▶ Requirement 1
According to the passage on Maturana's biology of language, in what year did his essay appear in Psychology and Biology of Language and Thought?
▶ Requirement 2
From the passage on Maturana's biology of language, write out the stretch from "Language must arise" through "a consensual domain.", swapping "consensual domain" for "shared domain".

As I have investigated all of the things in science and mathematics that get my attention, I have developed an impression of mathematics that, philosophically, seems most consistent with Humberto Maturana’s biology of language. Maturana outlines his perspective in great detail in an essay by the same name that appeared in 1978 in the text Psychology and Biology of Language and Thought, edited by George Miller and Elizabeth Lenneberg.
Language must arise as a result of something else that does not require denotation for its establishment, but that gives rise to language with all its implications as a trivial necessary result. This fundamental process is ontogenic structural coupling, which results in the establishment of a consensual domain.
In a piece that appeared in Cybernetics and Human Knowing, Maturana says the following:
Living in language, doing all the things that we do in language, however abstract they may seem, does not violate our structural determinism in general, nor our condition as structure determined systems. As I observed our languaging behavior and the behavior of other animals, I realized that the central aspect of languaging was the flow in living together in recursive coordinations of behaviors or doings, and that notions of communication and symbolization are secondary to actually existing in language.

▶ Provided material
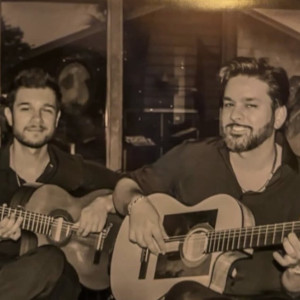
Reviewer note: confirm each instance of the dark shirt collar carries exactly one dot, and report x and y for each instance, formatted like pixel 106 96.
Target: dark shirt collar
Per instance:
pixel 52 165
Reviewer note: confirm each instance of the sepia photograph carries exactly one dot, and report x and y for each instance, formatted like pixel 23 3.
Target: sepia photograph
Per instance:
pixel 150 150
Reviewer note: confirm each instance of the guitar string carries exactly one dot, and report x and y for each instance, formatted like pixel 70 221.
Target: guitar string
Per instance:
pixel 41 219
pixel 234 231
pixel 215 235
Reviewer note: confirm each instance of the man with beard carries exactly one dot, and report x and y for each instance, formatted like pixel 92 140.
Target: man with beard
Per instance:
pixel 251 162
pixel 33 113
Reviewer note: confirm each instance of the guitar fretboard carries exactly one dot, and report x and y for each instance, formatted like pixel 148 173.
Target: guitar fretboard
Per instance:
pixel 35 222
pixel 249 237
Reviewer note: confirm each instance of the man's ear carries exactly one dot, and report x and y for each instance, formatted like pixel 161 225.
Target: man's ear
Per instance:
pixel 280 116
pixel 8 116
pixel 57 118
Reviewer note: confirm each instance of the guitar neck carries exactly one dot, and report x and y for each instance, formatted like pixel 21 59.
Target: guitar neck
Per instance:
pixel 249 237
pixel 35 222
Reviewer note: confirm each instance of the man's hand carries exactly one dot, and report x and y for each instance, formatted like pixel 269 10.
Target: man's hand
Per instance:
pixel 145 227
pixel 10 227
pixel 93 216
pixel 291 261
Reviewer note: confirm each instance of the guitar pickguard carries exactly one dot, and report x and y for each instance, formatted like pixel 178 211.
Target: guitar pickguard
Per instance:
pixel 171 265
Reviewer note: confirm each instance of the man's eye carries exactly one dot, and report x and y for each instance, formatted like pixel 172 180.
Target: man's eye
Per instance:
pixel 48 110
pixel 24 108
pixel 227 105
pixel 251 105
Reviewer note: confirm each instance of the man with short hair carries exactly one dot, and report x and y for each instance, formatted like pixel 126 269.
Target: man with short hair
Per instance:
pixel 33 113
pixel 250 163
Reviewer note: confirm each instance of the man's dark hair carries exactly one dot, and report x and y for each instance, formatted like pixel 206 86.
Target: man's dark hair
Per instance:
pixel 275 77
pixel 33 78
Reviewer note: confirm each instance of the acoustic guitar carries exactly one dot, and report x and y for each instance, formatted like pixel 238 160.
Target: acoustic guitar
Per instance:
pixel 203 241
pixel 50 212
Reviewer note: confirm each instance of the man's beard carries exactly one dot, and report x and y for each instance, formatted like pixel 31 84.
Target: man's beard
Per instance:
pixel 32 144
pixel 247 142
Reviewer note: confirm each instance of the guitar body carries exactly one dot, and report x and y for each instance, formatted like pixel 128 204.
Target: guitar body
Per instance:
pixel 131 279
pixel 80 252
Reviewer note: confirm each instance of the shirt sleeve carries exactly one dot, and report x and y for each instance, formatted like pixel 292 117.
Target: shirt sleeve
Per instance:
pixel 96 176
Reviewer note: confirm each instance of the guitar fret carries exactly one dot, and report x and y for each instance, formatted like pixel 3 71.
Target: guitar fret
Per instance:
pixel 228 240
pixel 266 234
pixel 239 239
pixel 282 233
pixel 214 244
pixel 258 236
pixel 209 242
pixel 218 247
pixel 49 226
pixel 251 237
pixel 245 238
pixel 31 221
pixel 2 213
pixel 36 223
pixel 223 241
pixel 233 239
pixel 274 235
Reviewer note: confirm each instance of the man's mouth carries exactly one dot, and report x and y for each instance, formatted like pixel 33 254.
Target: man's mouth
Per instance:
pixel 35 129
pixel 236 129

▶ Worked solution 1
1978

▶ Worked solution 2
Language must arise as a result of something else that does not require denotation for its establishment, but that gives rise to language with all its implications as a trivial necessary result. This fundamental process is ontogenic structural coupling, which results in the establishment of a shared domain.